▶ What is needed
Return the lines below in which the string "clicks" occurs.

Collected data

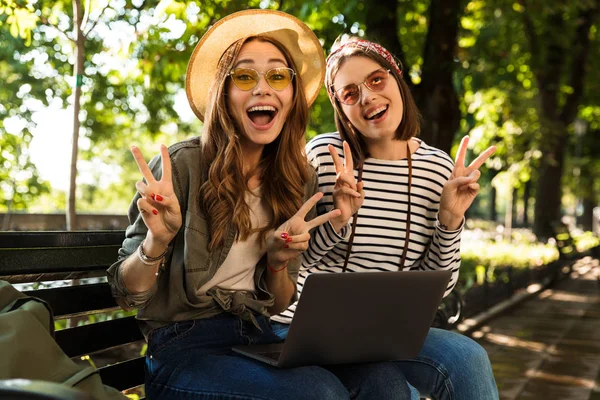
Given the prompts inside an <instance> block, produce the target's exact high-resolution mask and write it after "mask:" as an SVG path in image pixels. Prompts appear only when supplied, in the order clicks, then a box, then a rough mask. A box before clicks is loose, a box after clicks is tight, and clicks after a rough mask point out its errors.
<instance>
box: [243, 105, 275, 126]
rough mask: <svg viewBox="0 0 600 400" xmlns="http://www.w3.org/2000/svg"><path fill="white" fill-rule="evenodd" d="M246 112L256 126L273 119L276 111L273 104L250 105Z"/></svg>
mask: <svg viewBox="0 0 600 400" xmlns="http://www.w3.org/2000/svg"><path fill="white" fill-rule="evenodd" d="M246 113H247V114H248V118H250V120H251V121H252V123H254V124H255V125H256V126H265V125H268V124H269V123H271V121H273V118H275V116H276V115H277V113H278V111H277V109H276V108H275V107H273V106H254V107H250V108H249V109H248V110H247V111H246Z"/></svg>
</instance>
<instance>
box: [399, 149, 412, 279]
mask: <svg viewBox="0 0 600 400" xmlns="http://www.w3.org/2000/svg"><path fill="white" fill-rule="evenodd" d="M406 151H407V154H408V210H407V212H406V235H405V237H404V250H402V258H401V260H400V265H398V271H402V269H403V268H404V262H405V261H406V253H407V252H408V239H409V237H410V205H411V199H410V192H411V189H412V160H411V159H412V157H411V155H410V147H409V146H408V141H406Z"/></svg>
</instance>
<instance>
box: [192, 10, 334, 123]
mask: <svg viewBox="0 0 600 400" xmlns="http://www.w3.org/2000/svg"><path fill="white" fill-rule="evenodd" d="M247 36H264V37H267V38H271V39H274V40H276V41H277V42H279V43H281V44H282V45H283V46H284V47H285V48H286V49H288V51H289V52H290V54H291V56H292V58H293V60H294V63H295V64H296V68H297V71H296V73H297V75H299V76H300V78H301V81H302V85H303V86H304V91H305V93H306V100H307V101H308V105H309V106H310V105H311V104H312V103H313V102H314V101H315V99H316V98H317V95H318V94H319V90H320V89H321V85H322V84H323V80H324V78H325V55H324V51H323V47H322V46H321V43H320V42H319V39H318V38H317V36H316V35H315V34H314V32H313V31H312V30H311V29H310V28H309V27H308V26H306V24H305V23H304V22H302V21H300V20H299V19H298V18H296V17H294V16H292V15H289V14H286V13H284V12H281V11H275V10H245V11H240V12H236V13H233V14H231V15H228V16H227V17H224V18H222V19H221V20H219V21H218V22H217V23H215V24H214V25H213V26H212V27H211V28H210V29H209V30H208V31H207V32H206V33H205V34H204V36H202V39H200V42H198V44H197V45H196V48H195V49H194V51H193V53H192V56H191V58H190V62H189V64H188V68H187V73H186V82H185V91H186V94H187V98H188V101H189V102H190V106H191V108H192V110H193V111H194V114H196V116H197V117H198V118H199V119H200V121H203V122H204V115H205V112H206V106H207V102H208V94H209V91H210V87H211V85H212V83H213V81H214V79H215V76H216V72H217V65H218V63H219V59H220V58H221V56H222V55H223V53H224V52H225V50H227V49H228V48H229V47H230V46H231V45H232V44H233V43H235V42H236V41H238V40H239V39H241V38H244V37H247Z"/></svg>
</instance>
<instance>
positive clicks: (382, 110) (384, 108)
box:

▶ Result of this exercise
Given the prompts inside an <instance> block, produce the target's exact high-resolution mask and write it after "mask:" as an SVG path in image pixels. Prompts appear only when supplied, in the order clicks, then a box, then a rough mask. A box before clicks is loose, a box after clicks is tight, and clicks after a rough mask point out its errors.
positive clicks: (382, 110) (384, 108)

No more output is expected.